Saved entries

*-*-*

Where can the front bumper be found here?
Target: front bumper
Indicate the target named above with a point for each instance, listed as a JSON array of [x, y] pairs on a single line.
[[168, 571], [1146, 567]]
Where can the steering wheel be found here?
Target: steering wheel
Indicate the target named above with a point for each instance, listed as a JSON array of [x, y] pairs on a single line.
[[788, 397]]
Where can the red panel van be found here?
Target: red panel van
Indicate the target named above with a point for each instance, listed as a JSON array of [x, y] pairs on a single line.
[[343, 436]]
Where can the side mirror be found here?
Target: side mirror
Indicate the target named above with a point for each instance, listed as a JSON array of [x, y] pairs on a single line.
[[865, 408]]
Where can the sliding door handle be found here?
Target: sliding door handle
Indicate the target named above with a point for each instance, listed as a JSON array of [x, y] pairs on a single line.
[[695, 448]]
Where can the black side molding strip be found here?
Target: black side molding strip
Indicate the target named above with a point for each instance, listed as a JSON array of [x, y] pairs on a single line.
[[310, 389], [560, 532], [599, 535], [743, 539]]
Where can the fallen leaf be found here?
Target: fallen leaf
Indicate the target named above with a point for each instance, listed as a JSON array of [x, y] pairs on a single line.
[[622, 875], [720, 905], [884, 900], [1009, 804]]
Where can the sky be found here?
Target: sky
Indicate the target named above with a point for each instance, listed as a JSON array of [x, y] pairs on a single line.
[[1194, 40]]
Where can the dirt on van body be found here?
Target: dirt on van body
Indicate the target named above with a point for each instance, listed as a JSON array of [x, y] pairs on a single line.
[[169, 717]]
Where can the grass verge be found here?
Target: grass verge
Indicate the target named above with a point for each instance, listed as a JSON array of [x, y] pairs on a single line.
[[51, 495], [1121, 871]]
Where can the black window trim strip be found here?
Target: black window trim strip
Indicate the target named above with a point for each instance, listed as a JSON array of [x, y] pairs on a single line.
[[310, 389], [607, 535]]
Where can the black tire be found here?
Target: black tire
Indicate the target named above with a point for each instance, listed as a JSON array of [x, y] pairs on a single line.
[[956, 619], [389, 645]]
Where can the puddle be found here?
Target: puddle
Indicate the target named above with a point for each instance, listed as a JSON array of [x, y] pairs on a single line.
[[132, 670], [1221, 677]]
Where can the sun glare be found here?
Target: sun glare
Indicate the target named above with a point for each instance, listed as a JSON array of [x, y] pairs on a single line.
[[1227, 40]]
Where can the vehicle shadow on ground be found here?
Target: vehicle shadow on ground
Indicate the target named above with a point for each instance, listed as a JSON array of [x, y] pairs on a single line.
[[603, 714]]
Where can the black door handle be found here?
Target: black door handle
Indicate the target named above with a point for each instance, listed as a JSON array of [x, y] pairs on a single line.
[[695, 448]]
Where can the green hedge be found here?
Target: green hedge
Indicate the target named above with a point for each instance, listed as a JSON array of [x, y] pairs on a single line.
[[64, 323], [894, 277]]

*-*-*

• TASK PROMPT: Start at the first line of the entries above. Set down each line exactly through the one with "Target: black side molding strip", and stop there.

• TASK RESPONSE:
Where can the front bumper be found here?
Target: front bumper
Indicate the target named above with a point for each instance, listed as a JSON array of [x, y] pairs on a single line.
[[168, 571], [1146, 567]]
Where can the steering wheel be found here?
Target: steering wheel
Indicate the target named above with a point for each instance, listed as a JSON array of [x, y] pairs on a single line.
[[788, 397]]
Where can the red panel van be found here?
Target: red panel van
Indicate the target named above with a point for each instance, listed as a JSON array of [x, y] pairs on a single line.
[[343, 436]]
Where can the side mirror be found here?
Target: side mirror
Indicate the target named above with a point for each instance, listed as a JSON array of [x, y] pairs on a single line.
[[865, 408]]
Where can the sliding door handle be found here?
Target: sliding door handle
Indicate the target named above with a point for each instance, listed as a JSON array of [x, y] pairs on a single line.
[[695, 448]]
Where can the black side molding strip be found here?
Target: black side molding strip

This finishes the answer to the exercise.